Given problem: All of the data below must be repeated exactly.

Position identification records

┄┄┄┄┄┄

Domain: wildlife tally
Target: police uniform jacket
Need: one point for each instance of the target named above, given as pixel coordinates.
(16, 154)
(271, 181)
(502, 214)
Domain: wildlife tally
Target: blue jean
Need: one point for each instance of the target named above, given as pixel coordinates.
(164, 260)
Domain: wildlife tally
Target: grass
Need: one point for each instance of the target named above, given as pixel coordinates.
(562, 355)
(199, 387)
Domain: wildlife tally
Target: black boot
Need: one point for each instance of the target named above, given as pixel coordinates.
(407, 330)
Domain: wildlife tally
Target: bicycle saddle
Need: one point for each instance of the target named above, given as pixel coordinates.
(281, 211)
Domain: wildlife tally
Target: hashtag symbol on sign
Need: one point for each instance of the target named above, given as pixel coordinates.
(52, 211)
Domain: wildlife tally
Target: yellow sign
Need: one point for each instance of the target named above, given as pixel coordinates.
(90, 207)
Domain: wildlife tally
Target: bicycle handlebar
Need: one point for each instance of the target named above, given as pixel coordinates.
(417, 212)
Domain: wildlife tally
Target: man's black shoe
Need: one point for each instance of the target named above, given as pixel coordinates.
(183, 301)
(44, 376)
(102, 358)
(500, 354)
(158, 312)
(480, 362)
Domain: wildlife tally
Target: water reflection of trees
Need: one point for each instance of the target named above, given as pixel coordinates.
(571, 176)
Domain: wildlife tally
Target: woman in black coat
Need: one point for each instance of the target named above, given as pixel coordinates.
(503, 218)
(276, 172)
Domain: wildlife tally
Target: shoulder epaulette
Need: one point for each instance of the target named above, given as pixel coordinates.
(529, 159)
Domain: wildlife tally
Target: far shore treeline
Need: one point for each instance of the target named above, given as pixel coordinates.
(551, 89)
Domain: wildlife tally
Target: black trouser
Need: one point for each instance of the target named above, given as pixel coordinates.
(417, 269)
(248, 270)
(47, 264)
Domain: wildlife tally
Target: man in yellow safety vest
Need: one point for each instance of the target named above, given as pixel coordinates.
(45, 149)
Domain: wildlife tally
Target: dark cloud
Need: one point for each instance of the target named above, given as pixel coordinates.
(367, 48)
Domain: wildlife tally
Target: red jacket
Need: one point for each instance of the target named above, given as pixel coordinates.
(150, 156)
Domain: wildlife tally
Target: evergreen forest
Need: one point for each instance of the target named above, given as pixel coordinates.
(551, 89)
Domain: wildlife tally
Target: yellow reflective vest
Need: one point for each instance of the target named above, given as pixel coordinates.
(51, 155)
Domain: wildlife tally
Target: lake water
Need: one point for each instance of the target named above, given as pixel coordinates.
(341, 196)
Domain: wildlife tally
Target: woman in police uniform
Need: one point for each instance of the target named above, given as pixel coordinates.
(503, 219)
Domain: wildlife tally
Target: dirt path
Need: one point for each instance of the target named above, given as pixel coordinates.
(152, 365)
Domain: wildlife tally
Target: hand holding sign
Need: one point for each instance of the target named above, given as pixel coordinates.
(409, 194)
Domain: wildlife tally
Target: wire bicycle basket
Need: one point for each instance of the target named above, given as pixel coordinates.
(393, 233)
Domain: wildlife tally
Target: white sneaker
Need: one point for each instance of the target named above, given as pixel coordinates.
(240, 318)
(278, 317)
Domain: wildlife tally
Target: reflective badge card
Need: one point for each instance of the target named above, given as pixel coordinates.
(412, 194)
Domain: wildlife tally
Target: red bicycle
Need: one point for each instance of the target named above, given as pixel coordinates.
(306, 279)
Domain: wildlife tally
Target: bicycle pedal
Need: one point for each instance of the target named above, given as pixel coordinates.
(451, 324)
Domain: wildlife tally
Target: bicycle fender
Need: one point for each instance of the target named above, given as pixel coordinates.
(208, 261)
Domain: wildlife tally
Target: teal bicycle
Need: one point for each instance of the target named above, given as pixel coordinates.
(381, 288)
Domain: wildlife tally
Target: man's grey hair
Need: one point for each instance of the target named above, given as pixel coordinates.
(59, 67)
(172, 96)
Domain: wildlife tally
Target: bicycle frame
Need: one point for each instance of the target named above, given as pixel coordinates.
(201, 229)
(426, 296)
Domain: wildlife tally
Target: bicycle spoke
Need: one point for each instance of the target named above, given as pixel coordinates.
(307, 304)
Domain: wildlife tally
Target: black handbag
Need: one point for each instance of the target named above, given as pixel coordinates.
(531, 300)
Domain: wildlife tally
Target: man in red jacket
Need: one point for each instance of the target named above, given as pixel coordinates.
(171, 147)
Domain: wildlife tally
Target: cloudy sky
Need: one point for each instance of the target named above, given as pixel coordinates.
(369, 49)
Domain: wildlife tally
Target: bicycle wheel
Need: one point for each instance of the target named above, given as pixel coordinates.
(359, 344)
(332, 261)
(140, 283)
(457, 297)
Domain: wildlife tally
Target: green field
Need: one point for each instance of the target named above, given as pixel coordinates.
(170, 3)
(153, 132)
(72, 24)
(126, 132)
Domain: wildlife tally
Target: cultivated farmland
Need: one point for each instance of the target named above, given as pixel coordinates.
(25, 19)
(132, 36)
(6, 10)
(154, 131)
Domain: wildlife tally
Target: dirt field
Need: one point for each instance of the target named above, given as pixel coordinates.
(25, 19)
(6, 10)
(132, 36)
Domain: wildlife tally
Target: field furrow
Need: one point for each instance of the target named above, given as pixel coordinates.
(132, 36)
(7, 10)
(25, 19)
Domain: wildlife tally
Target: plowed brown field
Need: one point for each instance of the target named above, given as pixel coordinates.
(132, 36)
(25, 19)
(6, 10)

┄┄┄┄┄┄

Reply:
Domain: wildlife tally
Target: police uniform jacket
Need: one point for each instance of the target named above, given as pixel coordinates.
(16, 154)
(271, 181)
(502, 214)
Domain: wildlife tally
Target: blue jean
Need: one point for each instance of the target named above, given as pixel coordinates.
(164, 260)
Domain: wildlife tally
Target: grass
Need: one point for each instance of the target named above, given as pixel coordinates.
(562, 355)
(199, 387)
Domain: wildlife tally
Target: black boot
Need: one point for each instance of the target named above, given as pixel coordinates.
(407, 330)
Domain: wildlife tally
Target: bicycle saddle
Need: one point for each instance of the target named above, given as pixel coordinates.
(281, 211)
Domain: wildlife tally
Target: hashtag symbol on sign
Need: one point for each instance of the target named above, given as pixel coordinates.
(52, 211)
Domain: wildlife tally
Target: yellow sign
Need: one point for each instance of the target named above, given as pixel coordinates.
(90, 207)
Domain: wildlife tally
Target: bicycle handlebar
Need: one point for each instance of the target named above, given as pixel coordinates.
(417, 212)
Domain: wildlife tally
Target: man's black shoe
Need: one point for each instance of the target named above, given as pixel coordinates.
(183, 301)
(44, 376)
(102, 358)
(500, 354)
(158, 312)
(480, 362)
Domain: wildlife tally
Target: water reflection of trees
Need: one point for each instance of the target named above, given as pixel coordinates.
(571, 176)
Domain: wildlife tally
Target: woman in black coat
Need: one point for each instance of the target named above, given as pixel coordinates.
(503, 218)
(276, 172)
Domain: wildlife tally
Target: shoulder epaulette
Need: one point for each instance of the target named above, given as pixel coordinates.
(529, 159)
Domain: wildlife tally
Target: far shore treeline
Need: one point for each instance of the target named above, given as pixel coordinates.
(551, 89)
Domain: wildlife tally
Target: black trouser
Need: one point for each instance of the target named above, given as pixel coordinates.
(417, 269)
(248, 270)
(47, 264)
Domain: wildlife tally
Target: man in yellow safety vest
Need: one point for each instance of the target named above, given as pixel coordinates.
(45, 149)
Domain: wildlife tally
Target: dark cloud
Need: one point for each instance of the target named above, given as pixel coordinates.
(367, 48)
Domain: wildlife tally
Target: red jacket
Need: one point for each instance of the target named above, given as pixel coordinates.
(150, 156)
Domain: wildlife tally
Target: evergreen forest
Need: one point for each instance of the target named above, given as pixel coordinates.
(551, 89)
Domain: wildlife tally
Target: yellow reflective vest
Need: one point for each instance of the target named above, given as pixel coordinates.
(51, 155)
Domain: wildlife tally
Target: lake water
Need: one point for each instance of the target named above, given as pixel coordinates.
(341, 196)
Domain: wildlife tally
Target: woman in police uniform
Need: one point for each instance of the target named above, given as pixel coordinates.
(503, 219)
Domain: wildlife tally
Target: dirt path
Need: one point for each instance of the target named above, given as pixel coordinates.
(152, 365)
Domain: wildlife tally
Target: hand holding sign
Need: one point for each instance of the target named above, given as pixel coordinates.
(409, 194)
Domain: wildlife tally
Target: wire bicycle basket
Need: one point for each instance of the target named above, given as pixel coordinates.
(393, 233)
Domain: wildlife tally
Target: white sneaker
Need: one point for each instance of the target named above, given as pixel coordinates.
(240, 318)
(278, 317)
Domain: wildlife tally
Target: reflective badge card
Need: one point for each instance of the target named above, given as pixel coordinates.
(412, 194)
Domain: wildlife tally
Target: red bicycle
Need: one point for each instance of the target named above, given as pixel coordinates.
(306, 279)
Domain: wildlife tally
Target: bicycle pedal
Need: one point for each instance of the target named above, given as pixel coordinates.
(451, 324)
Domain: wildlife tally
Target: bicycle fender
Need: one point for each instance of the target named above, given as pixel coordinates.
(208, 261)
Domain: wildlife tally
Target: teal bicycle
Need: one point for each instance of the target named above, given as pixel coordinates.
(381, 288)
Domain: wildlife tally
Target: man's grey hair
Need: one point for each instance of the target named above, given as pixel coordinates.
(59, 67)
(172, 96)
Domain: wildlife tally
Target: bicycle frame
Need: one point for each instance of the target named above, given as pixel coordinates.
(201, 229)
(426, 296)
Domain: wildlife tally
Target: bicycle spoke
Need: one point for each instance of the target named above, given as pixel coordinates.
(307, 304)
Domain: wildlife tally
Target: black handbag
Need: one point for each instance of the target named above, given as pixel coordinates.
(531, 300)
Domain: wildlife tally
Target: man in red jacket
Need: one point for each instance of the target named above, given as pixel coordinates.
(171, 147)
Domain: wildlife tally
Target: cloudy sky
Need: one point for each instance of the target named above, given as pixel coordinates.
(369, 49)
Domain: wildlife tally
Target: bicycle wheel
Need: one point for each instance of the target named above, given as pixel coordinates.
(359, 344)
(332, 261)
(140, 283)
(457, 297)
Domain: wildlife tally
Target: green field
Need: one point for each instance of the target named above, given as pixel coordinates.
(170, 3)
(153, 132)
(72, 24)
(126, 132)
Domain: wildlife tally
Target: cultivated farmland
Need: one point for each instance of the target named above, given as pixel coordinates.
(25, 19)
(132, 36)
(6, 10)
(154, 131)
Domain: wildlife tally
Target: dirt field
Need: one point for each instance of the target named above, given as pixel coordinates.
(25, 19)
(6, 10)
(132, 36)
Domain: wildlife tally
Target: field furrow
Need: one point for each instance of the target named above, given as pixel coordinates.
(132, 36)
(7, 10)
(25, 19)
Domain: wildlife tally
Target: plowed brown field
Need: one point for each instance of the target named above, given as pixel coordinates.
(132, 36)
(25, 19)
(6, 10)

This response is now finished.